TEXT PROVIDED |
######
Single by Thalía

from the album Lunada
- Released: May 8, 2008
- Recorded: 2008
- Genre: Cumbia, vallenato, electronica
- Length: 3:30
- Label: EMI Latin
- Songwriters: Descemer Bueno; Magilee Alvarez; Cynthia Salazar;
- Producer: Emilio Estefan

Thalía singles chronology
| "No, No, No" (2006) | "Ten Paciencia" (2008) | "Será porque te amo" (2008) |

= Ten Paciencia =

"Ten Paciencia" ("Have Patience") is a song recorded by Mexican singer Thalía for her eleventh studio album Lunada. It was written by Descemer Bueno, Magilee Alvarez and Cynthia Salazar, and it was produced by Emilio Estefan. The song was released as the lead single from Lunada on May 8, 2008, by EMI Latin, after being chosen by her fans through a poll on the internet, overcoming "Sangre Caliente" in votes.

==Background==
According to Thalía, the song "is a sound that suddenly makes you jump out of your skin, a sound that makes you ask, 'Hmm, what is it? pop?' It includes an accordion but suddenly brings in a little bit of Latin sound. What is it? It is a song that also has very good, sensual and bold lyrics. It's intended to make people dance".
######
MATERIAL PROVIDED |
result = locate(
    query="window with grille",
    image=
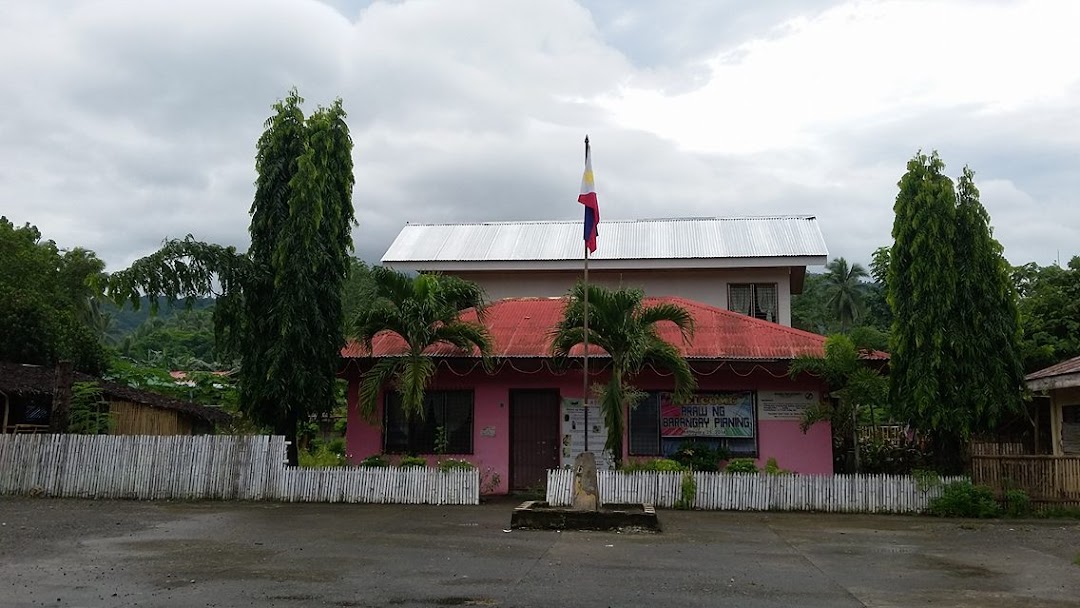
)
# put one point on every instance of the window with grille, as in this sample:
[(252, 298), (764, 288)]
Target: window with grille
######
TASKS AND EXERCISES |
A - In the text about "Ten Paciencia," which song did it beat in the fans' internet poll?
B - Switch "window with grille" to "barred window" everywhere in the records and write the records out again with nothing else changed, leaving out the pictures.

ANSWER SET |
A - "Sangre Caliente"

B -
result = locate(
    query="barred window",
    image=
)
# put one point on every instance of the barred window, as in this sample:
[(252, 298), (764, 288)]
Target: barred window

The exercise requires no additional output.